Problèmes à résoudre:
a) Indiquez si chacune des affirmations suivantes s’accorde avec le texte sur le Petit Palais, en répondant par oui ou par non et en citant à l’identique les mots du texte qui tranchent : (i) le musée a toujours disposé d’une société d’amis ; (ii) un poste consacré à la recherche de mécénat a été créé au niveau de l’établissement public ; (iii) le cercle des amis du Petit Palais doit voir le jour d’ici 2014.
b) Reproduisez sans modification le passage du texte sur le Petit Palais qui s’ouvre sur les mots contenant "Une autre recommandation" et se termine par "autres institutions parisiennes.".

Texte de l’exercice:
_ _ _ _

L’audit mené par l’Inspection générale de la ville de Paris en 2006 recommandait le développement de partenariats et du mécénat. Qu’en est-il aujourd’hui ?
Un poste a été créé au niveau de l’établissement public pour la recherche de mécénat. Ce qui est un premier pas. Au sein du musée, nous sommes également très mobilisés sur cet enjeu primordial. Un cercle des amis du Petit Palais, dont la forme juridique est à l’étude, verra le jour d’ici 2014. Le musée n’a jamais eu de société d’amis, ce qui l’a sans doute entretenu dans un certain isolement. L’avantage sera de mieux connaître nos visiteurs, qu’ils deviennent des relais pour la programmation, et de fédérer un noyau de mécènes donateurs français et étrangers.
Une autre recommandation était de développer les actions envers la jeunesse. Or, les chiffres montrent un taux de participation très faible par rapport aux autres institutions parisiennes.

_ _ _ _

Documents fournis:
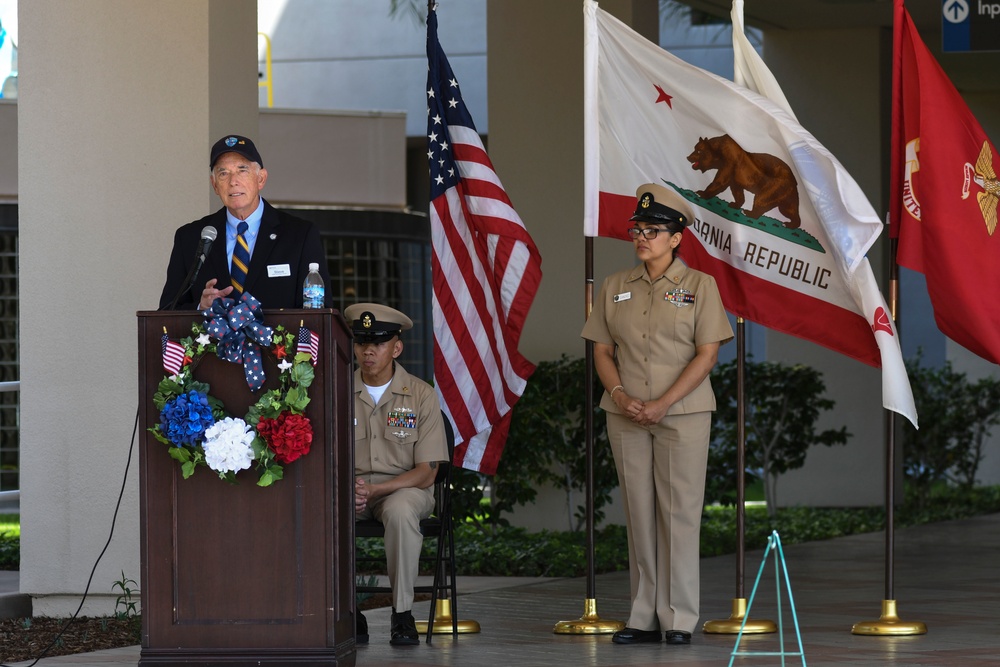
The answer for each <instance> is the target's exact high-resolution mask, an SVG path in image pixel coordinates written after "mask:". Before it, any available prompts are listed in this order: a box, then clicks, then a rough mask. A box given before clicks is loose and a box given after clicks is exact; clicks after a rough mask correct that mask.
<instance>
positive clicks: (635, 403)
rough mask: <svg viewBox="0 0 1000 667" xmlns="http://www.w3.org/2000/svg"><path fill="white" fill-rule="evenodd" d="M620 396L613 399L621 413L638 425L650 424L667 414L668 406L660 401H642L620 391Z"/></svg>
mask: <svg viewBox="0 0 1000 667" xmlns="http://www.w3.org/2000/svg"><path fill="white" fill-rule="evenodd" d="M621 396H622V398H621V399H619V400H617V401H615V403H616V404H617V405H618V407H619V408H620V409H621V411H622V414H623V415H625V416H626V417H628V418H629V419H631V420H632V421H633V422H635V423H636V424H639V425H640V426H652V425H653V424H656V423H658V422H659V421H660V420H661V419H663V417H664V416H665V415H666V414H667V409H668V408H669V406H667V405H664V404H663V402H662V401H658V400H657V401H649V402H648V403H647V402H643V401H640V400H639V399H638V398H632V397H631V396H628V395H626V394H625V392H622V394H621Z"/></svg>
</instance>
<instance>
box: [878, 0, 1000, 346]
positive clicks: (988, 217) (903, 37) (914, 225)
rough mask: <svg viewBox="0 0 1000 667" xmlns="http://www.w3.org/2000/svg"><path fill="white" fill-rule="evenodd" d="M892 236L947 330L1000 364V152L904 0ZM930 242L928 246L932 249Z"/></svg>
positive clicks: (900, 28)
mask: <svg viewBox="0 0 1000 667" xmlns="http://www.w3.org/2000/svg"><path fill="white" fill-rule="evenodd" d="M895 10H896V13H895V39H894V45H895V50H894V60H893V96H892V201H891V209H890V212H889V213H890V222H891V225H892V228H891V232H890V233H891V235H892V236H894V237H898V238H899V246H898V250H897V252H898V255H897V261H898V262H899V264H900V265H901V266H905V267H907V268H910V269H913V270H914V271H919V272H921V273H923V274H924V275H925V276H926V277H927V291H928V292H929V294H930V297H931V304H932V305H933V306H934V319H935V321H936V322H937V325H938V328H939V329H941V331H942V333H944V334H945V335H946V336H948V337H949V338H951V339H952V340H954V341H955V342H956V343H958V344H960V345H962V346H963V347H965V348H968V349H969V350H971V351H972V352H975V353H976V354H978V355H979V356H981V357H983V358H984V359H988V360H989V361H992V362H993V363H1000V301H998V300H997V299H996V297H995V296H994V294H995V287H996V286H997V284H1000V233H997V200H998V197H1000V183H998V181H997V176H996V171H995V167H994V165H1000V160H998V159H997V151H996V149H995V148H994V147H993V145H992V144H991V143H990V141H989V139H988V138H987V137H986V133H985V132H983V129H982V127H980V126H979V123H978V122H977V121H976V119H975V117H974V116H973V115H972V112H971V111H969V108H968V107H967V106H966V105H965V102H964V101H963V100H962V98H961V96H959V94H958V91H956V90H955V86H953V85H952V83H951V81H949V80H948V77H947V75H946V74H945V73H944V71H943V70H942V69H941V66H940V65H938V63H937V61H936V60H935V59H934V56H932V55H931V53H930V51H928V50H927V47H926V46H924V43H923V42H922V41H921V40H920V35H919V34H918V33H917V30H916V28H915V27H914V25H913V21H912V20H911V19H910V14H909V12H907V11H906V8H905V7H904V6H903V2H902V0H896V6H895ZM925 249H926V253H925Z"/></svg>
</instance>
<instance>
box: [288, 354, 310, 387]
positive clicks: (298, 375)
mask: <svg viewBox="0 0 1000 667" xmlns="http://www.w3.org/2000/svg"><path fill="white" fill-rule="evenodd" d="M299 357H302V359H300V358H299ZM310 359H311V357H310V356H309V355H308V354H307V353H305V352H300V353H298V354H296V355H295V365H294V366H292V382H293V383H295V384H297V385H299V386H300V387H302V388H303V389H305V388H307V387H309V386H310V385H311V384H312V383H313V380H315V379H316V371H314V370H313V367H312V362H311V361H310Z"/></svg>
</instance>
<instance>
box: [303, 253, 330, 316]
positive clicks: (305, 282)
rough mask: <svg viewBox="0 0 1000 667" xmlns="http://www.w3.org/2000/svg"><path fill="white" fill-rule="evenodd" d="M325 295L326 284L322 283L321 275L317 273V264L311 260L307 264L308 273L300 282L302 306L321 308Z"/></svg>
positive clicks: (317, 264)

_ _ _ _

Corrigé:
a)
(i) Non : « Le musée n’a jamais eu de société d’amis »
(ii) Oui : « Un poste a été créé au niveau de l’établissement public pour la recherche de mécénat. »
(iii) Oui : « Un cercle des amis du Petit Palais, dont la forme juridique est à l’étude, verra le jour d’ici 2014. »

b)
Une autre recommandation était de développer les actions envers la jeunesse. Or, les chiffres montrent un taux de participation très faible par rapport aux autres institutions parisiennes.